* [Tasks]:
A – Decide whether each statement agrees with the article on AI-generated images. For each, answer yes or no and quote the deciding words. (i) The article says 71% of images shared on social media were AI-generated. (ii) The category labels listed in the article come from Facebook. (iii) Posters rarely hashtag celebrity names.
B – From the article on AI-generated images, extract the passage starting at "Using AI to" up to and including "Canada, it's 77%.".

* [Reading passage]:
Using AI to bypass reason
A weird genre of scammy posts anchored by bizarre AI images says more about humanity than technology.
Social networks are filled with AI-generated images. Billions have been created using text-to-image AI tools since 2022, many posted online. To roughly quantify:
26% of marketers use AI to create marketing images. 39% for marketing images posted on social.
71% of images shared on social media were AI-generated. In Canada, it's 77%.
AI is ubiquitous on social media. But there's one genre that fascinates me. It’s all over Facebook.
The genre uses bad AI-generated images, often incredibly bizarre, to elicit a knee-jerk emotional reaction from people apparently devoid of rational filters.
In Facebook posts, these "engagement bait" pictures are accompanied by strange, often nonsensical, and manipulative text elements, which I'll describe below.
Although they have much in common, they often fall into categories (these are my category labels) which include:
Smoldering White Jesus in the Modern World
Kitch Jesus vs. Kitch Devil
AI-generated Pareidolia
Military Vets Deserve Better
Suffering or Disabled, but “Today is My Birthday”
Some of the pictures are delightfully nonsensical, especially the Jesus ones. A sculpture of Jesus and his disciples being carried out of the ocean on a log. Jesus walking in Tokyo while texting. Jesus enjoying a single-malt scotch. And my favorite: Jesus making war with the Roman army (my Biblical education is a little rusty, but wasn’t Jesus a pacifist crucified by the Romans?).
The words
The posts often include very strange words. Posters almost always hashtag celebrity names. Many contain information about unrelated topics, like cars.

* [Data excerpt]:
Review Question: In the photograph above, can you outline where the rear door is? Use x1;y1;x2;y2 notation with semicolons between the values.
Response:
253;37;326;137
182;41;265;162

* [Answers in order]:
A –
(i) Yes: "71% of images shared on social media were AI-generated."
(ii) No: "(these are my category labels)"
(iii) No: "Posters almost always hashtag celebrity names."

B –
Using AI to bypass reason
A weird genre of scammy posts anchored by bizarre AI images says more about humanity than technology.
Social networks are filled with AI-generated images. Billions have been created using text-to-image AI tools since 2022, many posted online. To roughly quantify:
26% of marketers use AI to create marketing images. 39% for marketing images posted on social.
71% of images shared on social media were AI-generated. In Canada, it's 77%.